* BEGIN Source text *
# Which rooting method to use?



## stastnysnipes26 (Jul 13, 2011)

There is this one posted on droid-life

http://www.droid-lif...der/#more-54760

And the one in this forum.

http://rootzwiki.com...ure-adb-method/

Obviously the one in this forum comes with SU in the package that you download with the drivers, couldn't I just install SU from the market after using the droid-life method and have the same affect without pushing it via adb? Also, after i root, how do i install CWM recovery? just flash in ROM manager?

Also, I don't have much adb experience, so if I can just install SU through the market and then flash CWM through ROM manager, that would be preferred.


----------



## onicrom (Oct 25, 2011)

The first method isn't actually a rooting guide. It tells you how to unlock the bootloader, which will then allow you to install insecure boot images, and subsequently root.


----------



## Jaxidian (Jun 6, 2011)

Just FYI, not that anybody here has suggested it yet.... But do NOT use a one-click root tool. DO NOT. There was one released a little while back that hosed somebody's partition tables. Without an SD Card, recovering that isn't a walk in the park. The unlock/root method is a process of 1) installing ADB 2) typing 5 lines and you're done. It is NOT worth it to do the 1-click methods.
* END Source text *
* BEGIN Raw records *
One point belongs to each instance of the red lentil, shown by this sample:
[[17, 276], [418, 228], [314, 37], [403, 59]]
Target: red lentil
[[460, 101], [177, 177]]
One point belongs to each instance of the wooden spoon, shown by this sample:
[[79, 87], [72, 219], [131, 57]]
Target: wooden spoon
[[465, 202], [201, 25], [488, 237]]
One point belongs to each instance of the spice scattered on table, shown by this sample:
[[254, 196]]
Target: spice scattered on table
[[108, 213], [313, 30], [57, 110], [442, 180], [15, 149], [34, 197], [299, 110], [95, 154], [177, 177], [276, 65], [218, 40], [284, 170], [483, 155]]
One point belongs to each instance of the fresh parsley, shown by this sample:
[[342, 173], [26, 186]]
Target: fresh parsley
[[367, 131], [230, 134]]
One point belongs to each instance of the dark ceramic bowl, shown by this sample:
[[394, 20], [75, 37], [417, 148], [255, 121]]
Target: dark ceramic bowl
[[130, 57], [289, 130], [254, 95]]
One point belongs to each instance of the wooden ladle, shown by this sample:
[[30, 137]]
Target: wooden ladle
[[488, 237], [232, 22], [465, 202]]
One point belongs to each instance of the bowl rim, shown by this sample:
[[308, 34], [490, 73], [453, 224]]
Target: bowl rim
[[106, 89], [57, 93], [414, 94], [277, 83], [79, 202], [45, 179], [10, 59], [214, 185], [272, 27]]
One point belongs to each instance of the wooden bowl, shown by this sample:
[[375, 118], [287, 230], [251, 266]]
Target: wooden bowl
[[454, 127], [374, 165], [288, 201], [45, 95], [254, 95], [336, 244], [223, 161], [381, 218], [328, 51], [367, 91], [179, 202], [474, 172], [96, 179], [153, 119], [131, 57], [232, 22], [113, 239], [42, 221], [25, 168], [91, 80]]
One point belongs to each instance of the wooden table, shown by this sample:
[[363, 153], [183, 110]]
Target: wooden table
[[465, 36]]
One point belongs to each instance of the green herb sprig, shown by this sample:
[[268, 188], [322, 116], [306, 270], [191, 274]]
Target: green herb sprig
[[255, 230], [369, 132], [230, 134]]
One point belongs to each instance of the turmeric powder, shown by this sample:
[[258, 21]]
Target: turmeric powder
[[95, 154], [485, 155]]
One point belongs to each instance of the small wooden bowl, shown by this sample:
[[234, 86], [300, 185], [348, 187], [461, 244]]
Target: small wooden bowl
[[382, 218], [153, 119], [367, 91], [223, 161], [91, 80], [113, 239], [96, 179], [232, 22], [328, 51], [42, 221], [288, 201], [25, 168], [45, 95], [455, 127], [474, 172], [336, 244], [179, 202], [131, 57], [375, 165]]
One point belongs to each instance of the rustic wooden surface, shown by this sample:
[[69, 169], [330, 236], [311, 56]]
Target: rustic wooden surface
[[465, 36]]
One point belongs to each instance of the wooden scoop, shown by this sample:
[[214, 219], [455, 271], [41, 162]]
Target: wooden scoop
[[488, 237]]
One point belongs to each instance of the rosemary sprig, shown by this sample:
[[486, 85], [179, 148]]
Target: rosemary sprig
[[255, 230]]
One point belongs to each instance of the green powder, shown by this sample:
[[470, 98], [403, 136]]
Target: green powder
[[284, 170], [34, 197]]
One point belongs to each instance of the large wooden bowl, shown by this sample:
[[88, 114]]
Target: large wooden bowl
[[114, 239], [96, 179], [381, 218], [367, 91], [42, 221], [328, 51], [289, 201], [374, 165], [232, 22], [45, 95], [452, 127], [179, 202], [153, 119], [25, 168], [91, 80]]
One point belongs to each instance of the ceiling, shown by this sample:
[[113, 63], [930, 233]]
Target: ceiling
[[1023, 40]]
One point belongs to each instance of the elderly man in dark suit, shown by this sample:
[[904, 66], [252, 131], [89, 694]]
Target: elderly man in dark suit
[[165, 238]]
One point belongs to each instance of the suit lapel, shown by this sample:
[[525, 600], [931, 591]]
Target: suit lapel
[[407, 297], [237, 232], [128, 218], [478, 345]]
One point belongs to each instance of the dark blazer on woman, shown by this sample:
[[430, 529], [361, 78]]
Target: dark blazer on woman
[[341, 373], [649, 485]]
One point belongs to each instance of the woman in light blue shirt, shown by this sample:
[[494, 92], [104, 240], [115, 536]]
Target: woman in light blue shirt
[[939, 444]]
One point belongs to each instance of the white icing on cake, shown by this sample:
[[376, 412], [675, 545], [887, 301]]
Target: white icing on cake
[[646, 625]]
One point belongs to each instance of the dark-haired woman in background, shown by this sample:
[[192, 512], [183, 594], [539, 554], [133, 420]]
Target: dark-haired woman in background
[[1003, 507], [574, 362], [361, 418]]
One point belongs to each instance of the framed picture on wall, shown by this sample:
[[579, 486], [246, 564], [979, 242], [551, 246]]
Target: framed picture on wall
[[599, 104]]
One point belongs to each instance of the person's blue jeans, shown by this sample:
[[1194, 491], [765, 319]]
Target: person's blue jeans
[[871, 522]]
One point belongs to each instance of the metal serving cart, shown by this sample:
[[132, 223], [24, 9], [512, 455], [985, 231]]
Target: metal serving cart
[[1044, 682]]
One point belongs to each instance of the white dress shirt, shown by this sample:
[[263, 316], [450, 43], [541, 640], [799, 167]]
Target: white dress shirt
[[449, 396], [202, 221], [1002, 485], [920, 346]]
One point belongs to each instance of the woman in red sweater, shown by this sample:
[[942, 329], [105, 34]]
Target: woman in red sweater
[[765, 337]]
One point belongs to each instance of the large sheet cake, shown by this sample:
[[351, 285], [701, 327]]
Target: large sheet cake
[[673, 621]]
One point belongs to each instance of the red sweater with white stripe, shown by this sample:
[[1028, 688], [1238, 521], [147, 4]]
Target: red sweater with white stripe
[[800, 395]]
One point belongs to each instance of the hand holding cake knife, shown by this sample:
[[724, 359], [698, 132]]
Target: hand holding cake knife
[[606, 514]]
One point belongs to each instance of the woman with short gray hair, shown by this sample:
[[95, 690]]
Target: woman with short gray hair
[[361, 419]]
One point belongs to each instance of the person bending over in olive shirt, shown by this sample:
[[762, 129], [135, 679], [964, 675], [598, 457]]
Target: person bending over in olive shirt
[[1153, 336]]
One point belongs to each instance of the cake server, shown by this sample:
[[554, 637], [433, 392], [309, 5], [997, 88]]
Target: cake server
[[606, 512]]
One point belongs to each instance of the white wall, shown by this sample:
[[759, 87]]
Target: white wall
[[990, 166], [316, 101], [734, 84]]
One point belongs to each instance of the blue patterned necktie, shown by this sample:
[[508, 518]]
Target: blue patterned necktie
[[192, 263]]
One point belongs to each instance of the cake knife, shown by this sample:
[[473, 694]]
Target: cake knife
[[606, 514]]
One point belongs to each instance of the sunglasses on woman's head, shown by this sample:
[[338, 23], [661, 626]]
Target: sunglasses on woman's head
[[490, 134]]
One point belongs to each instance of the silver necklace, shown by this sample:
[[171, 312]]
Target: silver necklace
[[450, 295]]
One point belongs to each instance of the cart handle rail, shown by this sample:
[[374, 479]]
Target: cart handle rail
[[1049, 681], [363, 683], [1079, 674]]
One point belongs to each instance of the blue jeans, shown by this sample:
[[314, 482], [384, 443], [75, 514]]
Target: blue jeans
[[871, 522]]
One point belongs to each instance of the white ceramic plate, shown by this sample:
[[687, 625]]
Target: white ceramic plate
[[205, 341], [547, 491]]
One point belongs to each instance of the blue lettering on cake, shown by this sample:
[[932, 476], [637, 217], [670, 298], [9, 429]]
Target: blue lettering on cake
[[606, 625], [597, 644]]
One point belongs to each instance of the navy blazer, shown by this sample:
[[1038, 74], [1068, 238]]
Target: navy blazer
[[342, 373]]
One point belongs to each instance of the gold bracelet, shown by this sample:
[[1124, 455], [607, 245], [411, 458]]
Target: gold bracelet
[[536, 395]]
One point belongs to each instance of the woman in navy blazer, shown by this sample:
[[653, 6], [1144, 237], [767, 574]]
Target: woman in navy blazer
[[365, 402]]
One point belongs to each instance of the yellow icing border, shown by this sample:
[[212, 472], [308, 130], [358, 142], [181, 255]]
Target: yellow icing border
* END Raw records *
Given exercise A: In the rooting thread, what does the first method posted actually explain how to do?
Given exercise B: Carry on the rooting thread from the point where its final post ends.

Task output A: It explains how to unlock the bootloader, which then allows insecure boot images to be installed so that the device can subsequently be rooted.

Task output B:
So in case you missed the point of this post, DO NOT use a one-click root tool! ;-)


----------



## Mustang302LX (Jun 28, 2011)

Jaxidian said:


> Just FYI, not that anybody here has suggested it yet.... But do NOT use a one-click root tool. DO NOT. There was one released a little while back that hosed somebody's partition tables. Without an SD Card, recovering that isn't a walk in the park. The unlock/root method is a process of 1) installing ADB 2) typing 5 lines and you're done. It is NOT worth it to do the 1-click methods.
> 
> So in case you missed the point of this post, DO NOT use a one-click root tool! ;-)


^^ THIS!!! It is too easy to do the manual way to take the risk of breaking your brand new device!


----------



## scooby0u812 (Jul 31, 2011)

Mustang302LX said:


> ^^ THIS!!! It is too easy to do the manual way to take the risk of breaking your brand new device!


i completely agree. although i am new to adb i have messed around with it using spare phones. it is actually addicting. and it gives you a chance to get into it deeper that if you just pluged up into your usb port and hit a button. it gives you more of a feeling of satisfaction. not to mention the nods. its all about the nod.


----------



## Jaxidian (Jun 6, 2011)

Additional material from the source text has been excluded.